**WHAT IS EXPECTED**
Put the lines below into a numbered list, beginning at the line that contains "Give the mask of every instance of the rolling" and stopping after the line that contains "48), (106, 48)]". Include both of those lines, leave out blank lines, and list nothing else from the rows.

::: DATA EXTRACT :::

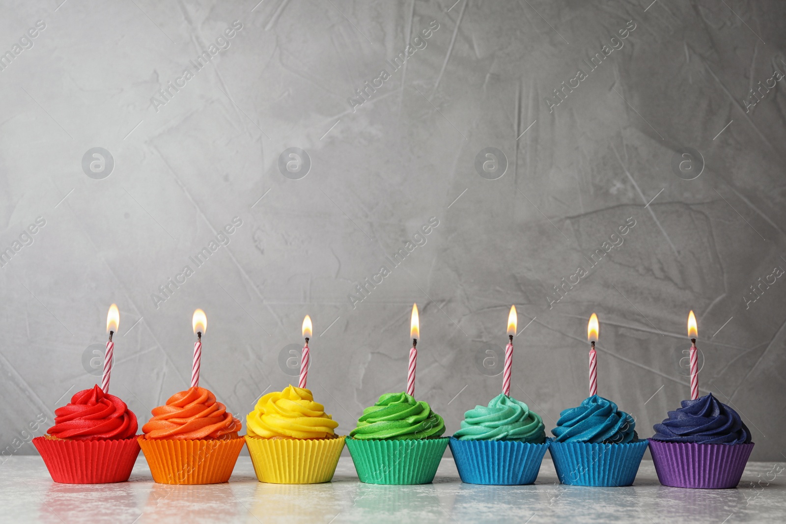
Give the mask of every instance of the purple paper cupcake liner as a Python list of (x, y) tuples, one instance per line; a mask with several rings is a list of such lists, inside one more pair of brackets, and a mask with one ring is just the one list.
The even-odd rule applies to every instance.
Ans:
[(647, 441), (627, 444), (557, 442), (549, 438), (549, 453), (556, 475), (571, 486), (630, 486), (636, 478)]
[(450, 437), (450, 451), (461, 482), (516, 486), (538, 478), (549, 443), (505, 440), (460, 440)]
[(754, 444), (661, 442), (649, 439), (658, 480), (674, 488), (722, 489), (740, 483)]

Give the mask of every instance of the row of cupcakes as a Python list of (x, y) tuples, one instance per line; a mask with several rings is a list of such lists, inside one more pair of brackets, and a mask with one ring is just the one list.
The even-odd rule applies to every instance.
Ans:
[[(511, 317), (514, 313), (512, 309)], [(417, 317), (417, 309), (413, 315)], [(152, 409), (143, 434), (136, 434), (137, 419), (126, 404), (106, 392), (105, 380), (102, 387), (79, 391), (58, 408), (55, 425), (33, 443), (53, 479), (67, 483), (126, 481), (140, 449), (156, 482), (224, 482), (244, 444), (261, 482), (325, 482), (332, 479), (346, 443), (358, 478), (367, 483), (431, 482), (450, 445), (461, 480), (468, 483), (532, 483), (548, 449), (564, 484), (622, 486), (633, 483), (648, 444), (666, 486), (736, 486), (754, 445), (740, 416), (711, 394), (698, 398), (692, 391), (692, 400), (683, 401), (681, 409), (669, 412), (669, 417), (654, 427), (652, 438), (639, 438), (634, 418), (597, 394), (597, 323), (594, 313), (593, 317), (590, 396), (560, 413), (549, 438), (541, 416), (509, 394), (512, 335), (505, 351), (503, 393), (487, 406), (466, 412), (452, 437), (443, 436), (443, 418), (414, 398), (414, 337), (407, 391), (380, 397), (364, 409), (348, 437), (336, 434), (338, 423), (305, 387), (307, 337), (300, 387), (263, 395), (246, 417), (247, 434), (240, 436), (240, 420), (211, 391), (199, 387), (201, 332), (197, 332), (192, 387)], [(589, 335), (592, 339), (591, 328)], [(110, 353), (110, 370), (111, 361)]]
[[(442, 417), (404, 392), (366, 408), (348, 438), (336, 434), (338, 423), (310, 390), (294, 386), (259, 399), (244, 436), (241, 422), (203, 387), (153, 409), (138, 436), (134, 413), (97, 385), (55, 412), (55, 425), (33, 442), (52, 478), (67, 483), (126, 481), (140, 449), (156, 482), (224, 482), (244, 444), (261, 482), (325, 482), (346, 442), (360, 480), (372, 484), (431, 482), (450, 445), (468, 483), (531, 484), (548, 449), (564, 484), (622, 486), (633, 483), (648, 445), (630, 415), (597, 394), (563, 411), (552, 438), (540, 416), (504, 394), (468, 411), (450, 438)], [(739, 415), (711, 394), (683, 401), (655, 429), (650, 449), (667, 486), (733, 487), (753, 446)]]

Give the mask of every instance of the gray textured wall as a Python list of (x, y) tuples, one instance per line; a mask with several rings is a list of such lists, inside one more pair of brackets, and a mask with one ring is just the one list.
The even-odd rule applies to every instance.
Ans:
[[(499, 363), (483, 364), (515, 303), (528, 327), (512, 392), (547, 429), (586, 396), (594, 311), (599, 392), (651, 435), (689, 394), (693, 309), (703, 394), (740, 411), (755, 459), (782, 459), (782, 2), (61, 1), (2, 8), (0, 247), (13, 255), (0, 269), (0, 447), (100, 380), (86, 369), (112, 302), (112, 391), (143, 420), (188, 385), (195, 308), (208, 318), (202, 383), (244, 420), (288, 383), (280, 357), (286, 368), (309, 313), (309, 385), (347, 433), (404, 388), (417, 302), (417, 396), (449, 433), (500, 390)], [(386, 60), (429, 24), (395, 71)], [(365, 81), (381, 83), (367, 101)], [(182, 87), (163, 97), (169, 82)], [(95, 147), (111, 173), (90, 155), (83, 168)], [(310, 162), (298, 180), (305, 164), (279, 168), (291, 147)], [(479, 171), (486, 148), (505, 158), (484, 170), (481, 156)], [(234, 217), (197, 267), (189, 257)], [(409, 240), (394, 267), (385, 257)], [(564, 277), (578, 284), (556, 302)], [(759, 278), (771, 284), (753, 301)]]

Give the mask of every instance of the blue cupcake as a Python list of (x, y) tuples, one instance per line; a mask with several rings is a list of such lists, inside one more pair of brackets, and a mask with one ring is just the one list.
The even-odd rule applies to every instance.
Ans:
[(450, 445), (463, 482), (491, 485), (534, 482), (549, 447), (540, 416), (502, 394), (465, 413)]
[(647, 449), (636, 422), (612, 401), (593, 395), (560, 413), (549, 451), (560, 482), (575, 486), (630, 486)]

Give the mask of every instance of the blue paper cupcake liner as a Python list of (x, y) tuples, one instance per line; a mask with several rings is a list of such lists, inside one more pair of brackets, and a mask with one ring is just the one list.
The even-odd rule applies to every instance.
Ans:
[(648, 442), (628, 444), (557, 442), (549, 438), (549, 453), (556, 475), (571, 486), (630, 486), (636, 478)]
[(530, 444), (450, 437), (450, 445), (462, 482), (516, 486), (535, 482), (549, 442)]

:::
::: DATA EXTRACT :::

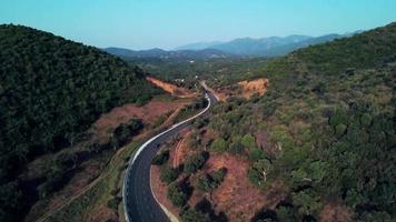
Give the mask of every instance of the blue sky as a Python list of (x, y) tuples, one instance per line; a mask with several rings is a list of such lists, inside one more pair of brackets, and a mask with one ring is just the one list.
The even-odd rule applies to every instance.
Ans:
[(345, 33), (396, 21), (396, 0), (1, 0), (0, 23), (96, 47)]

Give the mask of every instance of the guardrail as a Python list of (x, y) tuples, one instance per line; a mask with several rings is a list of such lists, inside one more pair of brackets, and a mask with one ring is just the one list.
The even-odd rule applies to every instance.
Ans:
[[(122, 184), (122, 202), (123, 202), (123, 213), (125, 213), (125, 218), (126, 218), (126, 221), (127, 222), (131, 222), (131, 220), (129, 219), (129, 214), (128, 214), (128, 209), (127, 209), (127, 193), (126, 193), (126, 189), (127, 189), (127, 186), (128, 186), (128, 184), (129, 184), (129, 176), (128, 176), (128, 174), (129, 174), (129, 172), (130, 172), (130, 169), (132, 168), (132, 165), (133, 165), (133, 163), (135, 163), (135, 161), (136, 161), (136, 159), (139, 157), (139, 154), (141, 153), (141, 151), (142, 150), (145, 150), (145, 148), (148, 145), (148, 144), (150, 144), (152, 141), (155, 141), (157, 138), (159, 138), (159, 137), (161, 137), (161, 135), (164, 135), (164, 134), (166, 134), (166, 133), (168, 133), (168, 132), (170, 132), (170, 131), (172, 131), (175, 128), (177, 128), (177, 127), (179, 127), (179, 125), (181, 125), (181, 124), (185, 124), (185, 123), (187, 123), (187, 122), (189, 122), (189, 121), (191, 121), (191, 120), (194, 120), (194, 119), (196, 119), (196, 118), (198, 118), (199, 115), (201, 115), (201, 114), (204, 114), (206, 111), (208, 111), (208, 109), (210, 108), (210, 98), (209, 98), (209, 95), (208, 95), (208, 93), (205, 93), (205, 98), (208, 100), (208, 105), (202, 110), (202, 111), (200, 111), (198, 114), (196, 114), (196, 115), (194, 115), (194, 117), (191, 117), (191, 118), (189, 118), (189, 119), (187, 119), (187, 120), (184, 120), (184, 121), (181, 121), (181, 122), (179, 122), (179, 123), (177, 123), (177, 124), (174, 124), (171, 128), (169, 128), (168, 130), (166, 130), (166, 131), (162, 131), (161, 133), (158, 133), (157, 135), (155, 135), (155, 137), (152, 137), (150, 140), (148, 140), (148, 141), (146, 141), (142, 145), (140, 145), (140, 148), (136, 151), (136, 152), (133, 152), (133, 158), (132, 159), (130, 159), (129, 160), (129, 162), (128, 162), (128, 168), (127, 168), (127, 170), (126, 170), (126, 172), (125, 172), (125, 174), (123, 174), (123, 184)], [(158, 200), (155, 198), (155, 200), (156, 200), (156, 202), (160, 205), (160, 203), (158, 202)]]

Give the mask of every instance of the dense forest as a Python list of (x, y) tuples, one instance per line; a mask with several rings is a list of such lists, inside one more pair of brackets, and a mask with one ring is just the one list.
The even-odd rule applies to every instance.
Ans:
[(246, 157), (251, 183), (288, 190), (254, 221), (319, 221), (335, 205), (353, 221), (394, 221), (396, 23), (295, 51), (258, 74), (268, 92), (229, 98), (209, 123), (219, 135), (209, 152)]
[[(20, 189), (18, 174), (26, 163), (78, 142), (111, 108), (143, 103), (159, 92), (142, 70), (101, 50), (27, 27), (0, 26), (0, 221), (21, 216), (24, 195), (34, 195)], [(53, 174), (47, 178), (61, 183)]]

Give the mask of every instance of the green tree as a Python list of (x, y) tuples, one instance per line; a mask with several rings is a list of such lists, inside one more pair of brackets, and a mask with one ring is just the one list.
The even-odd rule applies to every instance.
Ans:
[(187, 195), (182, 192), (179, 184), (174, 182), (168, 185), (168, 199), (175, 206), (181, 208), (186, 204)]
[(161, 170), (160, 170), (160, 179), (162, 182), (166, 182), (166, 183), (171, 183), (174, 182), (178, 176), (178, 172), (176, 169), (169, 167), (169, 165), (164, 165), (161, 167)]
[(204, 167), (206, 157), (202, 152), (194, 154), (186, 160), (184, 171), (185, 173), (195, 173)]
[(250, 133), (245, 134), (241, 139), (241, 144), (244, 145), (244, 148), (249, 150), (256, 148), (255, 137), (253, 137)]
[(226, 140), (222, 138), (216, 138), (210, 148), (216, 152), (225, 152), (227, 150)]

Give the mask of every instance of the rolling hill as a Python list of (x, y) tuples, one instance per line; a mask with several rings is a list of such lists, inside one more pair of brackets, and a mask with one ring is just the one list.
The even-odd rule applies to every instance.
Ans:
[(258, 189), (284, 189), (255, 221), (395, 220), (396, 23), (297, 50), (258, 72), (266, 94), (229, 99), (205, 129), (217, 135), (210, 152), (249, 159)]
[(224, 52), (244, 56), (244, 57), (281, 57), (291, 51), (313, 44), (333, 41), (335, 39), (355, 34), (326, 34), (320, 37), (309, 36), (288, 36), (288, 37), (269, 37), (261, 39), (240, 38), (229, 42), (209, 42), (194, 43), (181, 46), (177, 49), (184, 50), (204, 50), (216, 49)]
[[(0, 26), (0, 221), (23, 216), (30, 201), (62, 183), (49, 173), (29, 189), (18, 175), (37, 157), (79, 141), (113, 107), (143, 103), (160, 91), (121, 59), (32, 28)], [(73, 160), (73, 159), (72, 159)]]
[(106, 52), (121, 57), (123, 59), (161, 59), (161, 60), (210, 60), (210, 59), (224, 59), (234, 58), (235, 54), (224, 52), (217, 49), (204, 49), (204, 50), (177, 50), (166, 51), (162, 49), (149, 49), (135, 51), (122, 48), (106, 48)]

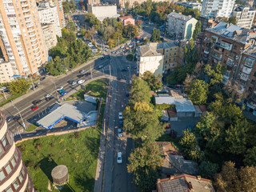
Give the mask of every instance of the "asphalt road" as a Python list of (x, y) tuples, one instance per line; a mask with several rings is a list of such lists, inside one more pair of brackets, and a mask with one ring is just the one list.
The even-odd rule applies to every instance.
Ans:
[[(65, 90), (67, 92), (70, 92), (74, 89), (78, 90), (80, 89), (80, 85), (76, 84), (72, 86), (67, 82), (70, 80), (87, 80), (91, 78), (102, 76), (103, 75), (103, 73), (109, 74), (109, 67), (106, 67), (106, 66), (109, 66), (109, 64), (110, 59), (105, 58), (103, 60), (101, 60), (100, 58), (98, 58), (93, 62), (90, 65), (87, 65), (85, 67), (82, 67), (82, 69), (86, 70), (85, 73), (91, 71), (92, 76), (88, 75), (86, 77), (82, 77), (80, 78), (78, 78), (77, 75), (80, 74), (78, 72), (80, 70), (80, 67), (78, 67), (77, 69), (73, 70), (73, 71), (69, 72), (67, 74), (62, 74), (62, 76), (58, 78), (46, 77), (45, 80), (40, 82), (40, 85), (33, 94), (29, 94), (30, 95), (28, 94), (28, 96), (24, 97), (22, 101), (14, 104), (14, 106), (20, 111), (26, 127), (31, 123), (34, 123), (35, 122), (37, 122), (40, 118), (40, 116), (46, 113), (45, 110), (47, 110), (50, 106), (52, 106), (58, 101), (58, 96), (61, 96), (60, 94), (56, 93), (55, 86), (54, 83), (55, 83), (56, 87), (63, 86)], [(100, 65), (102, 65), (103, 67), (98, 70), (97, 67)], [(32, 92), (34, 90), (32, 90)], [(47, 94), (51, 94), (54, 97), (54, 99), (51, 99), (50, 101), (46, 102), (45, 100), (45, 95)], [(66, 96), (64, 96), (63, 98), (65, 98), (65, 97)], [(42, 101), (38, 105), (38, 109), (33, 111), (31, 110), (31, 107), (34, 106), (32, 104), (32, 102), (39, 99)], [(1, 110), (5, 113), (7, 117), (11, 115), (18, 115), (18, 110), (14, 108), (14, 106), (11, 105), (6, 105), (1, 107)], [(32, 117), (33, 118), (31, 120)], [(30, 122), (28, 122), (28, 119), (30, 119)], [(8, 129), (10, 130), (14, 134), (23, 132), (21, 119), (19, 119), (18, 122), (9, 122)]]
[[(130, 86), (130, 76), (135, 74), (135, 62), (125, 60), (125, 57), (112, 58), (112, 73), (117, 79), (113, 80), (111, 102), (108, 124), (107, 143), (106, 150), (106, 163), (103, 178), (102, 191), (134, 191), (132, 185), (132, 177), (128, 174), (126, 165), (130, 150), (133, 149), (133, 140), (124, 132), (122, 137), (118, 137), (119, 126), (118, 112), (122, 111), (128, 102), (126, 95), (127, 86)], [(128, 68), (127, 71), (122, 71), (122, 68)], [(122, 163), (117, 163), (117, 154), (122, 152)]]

:::
::: DATA EXTRACT :::

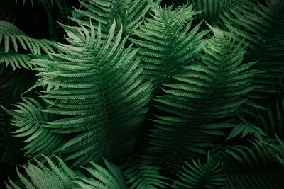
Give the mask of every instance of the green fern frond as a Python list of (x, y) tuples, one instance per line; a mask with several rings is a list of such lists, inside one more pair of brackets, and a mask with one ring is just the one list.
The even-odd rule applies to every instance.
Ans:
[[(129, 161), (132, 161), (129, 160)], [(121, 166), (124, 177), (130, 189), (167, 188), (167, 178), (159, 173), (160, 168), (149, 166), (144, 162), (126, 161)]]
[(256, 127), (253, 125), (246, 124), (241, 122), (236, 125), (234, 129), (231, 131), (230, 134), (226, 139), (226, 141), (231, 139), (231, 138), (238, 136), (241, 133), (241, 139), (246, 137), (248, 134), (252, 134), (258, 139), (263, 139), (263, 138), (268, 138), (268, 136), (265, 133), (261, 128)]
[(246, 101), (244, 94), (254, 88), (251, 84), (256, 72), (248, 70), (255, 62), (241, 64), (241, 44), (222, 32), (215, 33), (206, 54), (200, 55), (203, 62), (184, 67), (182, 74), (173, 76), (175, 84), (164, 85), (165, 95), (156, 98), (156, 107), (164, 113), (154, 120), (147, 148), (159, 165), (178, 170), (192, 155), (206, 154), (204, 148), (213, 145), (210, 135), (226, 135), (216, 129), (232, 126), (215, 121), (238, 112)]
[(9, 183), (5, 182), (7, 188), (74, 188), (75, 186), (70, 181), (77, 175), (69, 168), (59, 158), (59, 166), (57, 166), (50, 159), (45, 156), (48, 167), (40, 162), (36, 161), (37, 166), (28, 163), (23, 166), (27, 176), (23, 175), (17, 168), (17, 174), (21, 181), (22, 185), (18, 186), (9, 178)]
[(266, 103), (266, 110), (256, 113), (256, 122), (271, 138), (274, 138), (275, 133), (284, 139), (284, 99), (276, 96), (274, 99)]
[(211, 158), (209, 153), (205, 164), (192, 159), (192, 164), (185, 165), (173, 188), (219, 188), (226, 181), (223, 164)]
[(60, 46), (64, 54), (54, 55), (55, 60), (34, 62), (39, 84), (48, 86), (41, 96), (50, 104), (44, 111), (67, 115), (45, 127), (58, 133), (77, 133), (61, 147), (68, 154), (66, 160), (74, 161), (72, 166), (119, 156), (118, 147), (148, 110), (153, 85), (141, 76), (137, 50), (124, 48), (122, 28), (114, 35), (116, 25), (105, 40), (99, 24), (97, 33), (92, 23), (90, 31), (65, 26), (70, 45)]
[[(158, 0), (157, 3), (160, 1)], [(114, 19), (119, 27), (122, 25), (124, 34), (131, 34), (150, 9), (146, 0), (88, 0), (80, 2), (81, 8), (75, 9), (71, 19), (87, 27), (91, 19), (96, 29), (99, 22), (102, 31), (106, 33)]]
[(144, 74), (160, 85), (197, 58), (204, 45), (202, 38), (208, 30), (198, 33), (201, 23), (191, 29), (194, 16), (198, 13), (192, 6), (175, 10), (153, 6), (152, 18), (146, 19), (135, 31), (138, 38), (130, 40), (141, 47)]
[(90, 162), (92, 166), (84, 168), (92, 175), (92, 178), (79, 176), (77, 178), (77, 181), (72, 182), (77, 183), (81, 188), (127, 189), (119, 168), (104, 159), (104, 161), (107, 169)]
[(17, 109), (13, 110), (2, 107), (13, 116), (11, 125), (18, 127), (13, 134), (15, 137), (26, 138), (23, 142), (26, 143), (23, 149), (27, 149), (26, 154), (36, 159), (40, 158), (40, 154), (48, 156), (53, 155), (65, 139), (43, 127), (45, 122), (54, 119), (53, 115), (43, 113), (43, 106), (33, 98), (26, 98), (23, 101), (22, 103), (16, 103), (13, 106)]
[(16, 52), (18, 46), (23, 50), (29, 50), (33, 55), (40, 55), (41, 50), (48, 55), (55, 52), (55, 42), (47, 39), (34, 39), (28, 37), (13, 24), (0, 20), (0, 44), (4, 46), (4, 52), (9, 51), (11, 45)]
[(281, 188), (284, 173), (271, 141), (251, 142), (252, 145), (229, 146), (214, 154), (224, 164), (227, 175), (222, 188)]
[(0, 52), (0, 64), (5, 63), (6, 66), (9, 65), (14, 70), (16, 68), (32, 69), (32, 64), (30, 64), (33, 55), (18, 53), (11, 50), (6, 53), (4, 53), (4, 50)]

:::

**EXERCISE ANSWER**
1. Give the mask of every instance of the rolling hill as a Python list of (x, y) tuples, one instance per line; a mask with several rings is a list of such lists, inside one more pair of brackets, and a mask with one ring is just the one list.
2. The even-odd rule applies to every instance.
3. Ans:
4. [(258, 189), (284, 189), (255, 221), (395, 220), (396, 23), (297, 50), (258, 72), (266, 94), (229, 99), (205, 129), (217, 135), (210, 152), (249, 159)]
5. [(224, 52), (244, 56), (244, 57), (281, 57), (291, 51), (313, 44), (333, 41), (335, 39), (355, 34), (326, 34), (320, 37), (309, 36), (288, 36), (288, 37), (269, 37), (261, 39), (240, 38), (229, 42), (209, 42), (194, 43), (181, 46), (177, 49), (184, 50), (204, 50), (216, 49)]
6. [[(0, 26), (0, 221), (23, 216), (30, 201), (62, 183), (49, 173), (29, 189), (18, 175), (37, 157), (79, 141), (113, 107), (143, 103), (160, 91), (121, 59), (32, 28)], [(73, 160), (73, 159), (72, 159)]]
7. [(106, 52), (121, 57), (123, 59), (161, 59), (161, 60), (210, 60), (210, 59), (224, 59), (234, 58), (235, 54), (224, 52), (217, 49), (204, 49), (204, 50), (177, 50), (166, 51), (162, 49), (149, 49), (135, 51), (122, 48), (106, 48)]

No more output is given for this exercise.